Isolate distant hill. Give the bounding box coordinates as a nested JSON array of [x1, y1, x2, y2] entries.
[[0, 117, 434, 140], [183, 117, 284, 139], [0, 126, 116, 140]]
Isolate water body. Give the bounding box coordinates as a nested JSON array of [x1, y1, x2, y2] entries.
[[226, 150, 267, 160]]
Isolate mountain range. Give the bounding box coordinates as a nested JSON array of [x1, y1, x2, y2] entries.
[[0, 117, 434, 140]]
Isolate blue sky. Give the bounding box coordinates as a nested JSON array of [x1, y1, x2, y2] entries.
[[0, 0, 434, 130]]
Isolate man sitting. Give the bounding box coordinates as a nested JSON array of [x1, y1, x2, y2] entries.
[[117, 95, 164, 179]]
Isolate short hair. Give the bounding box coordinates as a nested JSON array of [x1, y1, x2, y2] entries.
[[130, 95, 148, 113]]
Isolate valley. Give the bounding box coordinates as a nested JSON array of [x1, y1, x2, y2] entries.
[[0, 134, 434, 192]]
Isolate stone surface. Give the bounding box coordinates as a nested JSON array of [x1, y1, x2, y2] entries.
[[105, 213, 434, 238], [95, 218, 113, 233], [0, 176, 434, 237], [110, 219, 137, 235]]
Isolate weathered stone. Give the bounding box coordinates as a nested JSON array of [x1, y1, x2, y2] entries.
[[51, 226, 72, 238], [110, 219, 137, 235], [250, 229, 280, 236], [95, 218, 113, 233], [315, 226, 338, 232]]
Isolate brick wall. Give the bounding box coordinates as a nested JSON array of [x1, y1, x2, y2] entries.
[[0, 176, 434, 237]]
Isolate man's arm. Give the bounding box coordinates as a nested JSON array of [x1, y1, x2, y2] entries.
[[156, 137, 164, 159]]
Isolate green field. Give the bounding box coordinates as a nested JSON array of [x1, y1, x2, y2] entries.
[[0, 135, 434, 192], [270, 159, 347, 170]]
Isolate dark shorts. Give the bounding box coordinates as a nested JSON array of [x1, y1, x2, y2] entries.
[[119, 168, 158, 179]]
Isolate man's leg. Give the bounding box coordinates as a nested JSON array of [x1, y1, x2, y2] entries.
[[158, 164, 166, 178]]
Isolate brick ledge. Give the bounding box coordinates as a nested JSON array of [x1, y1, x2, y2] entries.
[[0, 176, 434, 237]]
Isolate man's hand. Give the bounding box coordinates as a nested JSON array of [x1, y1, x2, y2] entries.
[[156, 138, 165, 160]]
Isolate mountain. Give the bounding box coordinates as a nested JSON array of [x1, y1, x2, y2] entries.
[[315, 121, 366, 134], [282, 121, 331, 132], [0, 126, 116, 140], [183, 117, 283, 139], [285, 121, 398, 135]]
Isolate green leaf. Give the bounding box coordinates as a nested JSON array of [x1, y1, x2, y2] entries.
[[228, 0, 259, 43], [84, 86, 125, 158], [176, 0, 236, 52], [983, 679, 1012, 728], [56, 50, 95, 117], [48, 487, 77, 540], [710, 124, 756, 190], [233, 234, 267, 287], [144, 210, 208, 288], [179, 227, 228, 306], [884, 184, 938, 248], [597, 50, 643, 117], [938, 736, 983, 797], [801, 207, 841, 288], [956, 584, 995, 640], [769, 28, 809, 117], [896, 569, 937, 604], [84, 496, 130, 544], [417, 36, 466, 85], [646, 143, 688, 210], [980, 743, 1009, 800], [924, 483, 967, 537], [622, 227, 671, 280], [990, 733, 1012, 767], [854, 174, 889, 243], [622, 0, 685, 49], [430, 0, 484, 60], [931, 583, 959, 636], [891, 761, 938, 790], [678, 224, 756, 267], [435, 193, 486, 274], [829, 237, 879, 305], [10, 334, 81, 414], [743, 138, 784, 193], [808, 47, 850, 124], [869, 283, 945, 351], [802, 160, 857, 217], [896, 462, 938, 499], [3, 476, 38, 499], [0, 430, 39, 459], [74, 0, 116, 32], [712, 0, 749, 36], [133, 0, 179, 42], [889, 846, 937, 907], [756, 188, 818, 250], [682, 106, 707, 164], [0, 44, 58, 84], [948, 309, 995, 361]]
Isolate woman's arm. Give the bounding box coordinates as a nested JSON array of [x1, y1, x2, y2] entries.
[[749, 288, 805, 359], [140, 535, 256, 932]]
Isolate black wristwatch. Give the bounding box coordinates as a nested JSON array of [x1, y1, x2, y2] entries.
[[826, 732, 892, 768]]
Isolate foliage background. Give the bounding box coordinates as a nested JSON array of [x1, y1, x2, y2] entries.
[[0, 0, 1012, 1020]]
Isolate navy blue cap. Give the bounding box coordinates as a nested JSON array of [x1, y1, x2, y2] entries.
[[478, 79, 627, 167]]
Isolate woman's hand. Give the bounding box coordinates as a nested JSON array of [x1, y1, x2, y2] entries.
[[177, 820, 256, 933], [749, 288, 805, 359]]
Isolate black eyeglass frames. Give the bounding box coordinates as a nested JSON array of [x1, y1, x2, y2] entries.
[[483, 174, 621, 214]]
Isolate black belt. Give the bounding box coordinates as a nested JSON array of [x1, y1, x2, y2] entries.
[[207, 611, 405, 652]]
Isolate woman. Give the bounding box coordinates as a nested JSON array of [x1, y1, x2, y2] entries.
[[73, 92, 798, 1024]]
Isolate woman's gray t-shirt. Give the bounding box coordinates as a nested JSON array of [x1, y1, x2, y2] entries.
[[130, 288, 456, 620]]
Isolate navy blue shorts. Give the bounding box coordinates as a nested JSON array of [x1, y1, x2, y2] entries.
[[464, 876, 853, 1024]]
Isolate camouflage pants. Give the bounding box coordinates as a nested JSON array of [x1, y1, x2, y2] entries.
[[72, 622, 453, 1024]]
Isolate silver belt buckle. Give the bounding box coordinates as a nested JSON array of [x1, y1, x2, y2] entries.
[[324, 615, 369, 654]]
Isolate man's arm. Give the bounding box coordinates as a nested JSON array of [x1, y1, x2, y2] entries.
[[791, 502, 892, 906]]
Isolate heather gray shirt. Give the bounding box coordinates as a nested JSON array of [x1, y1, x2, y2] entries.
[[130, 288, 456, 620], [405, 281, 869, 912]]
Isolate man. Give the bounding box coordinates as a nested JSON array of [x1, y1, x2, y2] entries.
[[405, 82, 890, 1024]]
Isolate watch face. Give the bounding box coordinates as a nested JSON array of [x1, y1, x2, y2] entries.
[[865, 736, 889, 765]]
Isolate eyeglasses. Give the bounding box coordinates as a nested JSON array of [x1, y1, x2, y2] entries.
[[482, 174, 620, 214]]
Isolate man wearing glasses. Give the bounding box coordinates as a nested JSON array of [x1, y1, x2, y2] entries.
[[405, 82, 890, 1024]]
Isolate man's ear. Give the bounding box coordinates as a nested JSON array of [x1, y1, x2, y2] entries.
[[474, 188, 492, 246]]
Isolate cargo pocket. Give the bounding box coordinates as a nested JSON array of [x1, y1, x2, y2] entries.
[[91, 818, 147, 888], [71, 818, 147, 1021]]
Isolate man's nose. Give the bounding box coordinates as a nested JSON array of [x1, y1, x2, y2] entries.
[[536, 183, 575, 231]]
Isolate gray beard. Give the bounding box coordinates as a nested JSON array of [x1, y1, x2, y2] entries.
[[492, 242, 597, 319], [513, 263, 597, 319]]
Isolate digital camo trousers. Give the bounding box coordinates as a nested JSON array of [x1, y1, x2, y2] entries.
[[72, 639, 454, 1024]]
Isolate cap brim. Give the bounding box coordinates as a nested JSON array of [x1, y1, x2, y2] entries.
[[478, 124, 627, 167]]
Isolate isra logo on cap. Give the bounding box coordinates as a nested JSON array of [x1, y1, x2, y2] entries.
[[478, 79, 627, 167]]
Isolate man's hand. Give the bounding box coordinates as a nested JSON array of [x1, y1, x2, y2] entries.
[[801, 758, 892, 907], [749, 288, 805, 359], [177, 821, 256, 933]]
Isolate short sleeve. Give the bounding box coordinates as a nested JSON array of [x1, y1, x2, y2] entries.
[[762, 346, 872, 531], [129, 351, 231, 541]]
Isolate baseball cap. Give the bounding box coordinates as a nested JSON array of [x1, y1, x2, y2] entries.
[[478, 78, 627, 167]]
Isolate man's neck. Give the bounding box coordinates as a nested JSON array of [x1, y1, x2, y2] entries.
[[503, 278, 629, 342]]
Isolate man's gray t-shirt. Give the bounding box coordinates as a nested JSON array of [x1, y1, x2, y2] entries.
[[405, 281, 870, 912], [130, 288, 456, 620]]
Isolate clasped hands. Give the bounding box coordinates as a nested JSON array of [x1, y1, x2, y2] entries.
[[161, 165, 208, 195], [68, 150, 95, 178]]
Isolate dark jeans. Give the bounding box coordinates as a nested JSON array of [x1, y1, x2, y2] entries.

***

Task statement: Return the line that contains "Isolate isra logo" along with every line after it through the end of the entries, exactly, adding nothing.

Expected answer:
Isolate isra logo on cap. Give the bounding box coordinates as a nested JSON array of [x1, y1, x2, y2] entries.
[[478, 79, 627, 167]]
Isolate man's hand. Give the bounding box coordinates as a nested JSON array of [x1, y1, x2, y2] entries.
[[801, 758, 892, 907], [749, 288, 805, 359], [177, 821, 256, 933]]
Isolate short sleeve. Give the bounding box coordinates as a nested JSON array of [x1, y1, x2, y2] entries.
[[762, 346, 872, 531], [129, 351, 231, 541]]
Isolate baseball cap. Give the bounding box coordinates as a nested JSON array of [x1, y1, x2, y2] entries.
[[478, 78, 627, 167]]
Isolate man's neck. Give the bounding box coordinates as a nested JSON array of [x1, y1, x2, y2] entries.
[[503, 278, 629, 342]]
Isolate man's gray t-shirt. Give the bounding box coordinates as a nested JSON array of [x1, y1, x2, y2] entries.
[[405, 281, 870, 912], [130, 288, 456, 620]]
Isolate clasped hands. Give the bounding box coordinates as a nested JSON array of [x1, y1, x2, y2] entries.
[[161, 165, 208, 195], [68, 150, 95, 178]]
Isolate dark jeans. Give the bounding box coordinates as a nested JSON array of [x1, y1, x2, y2] entries.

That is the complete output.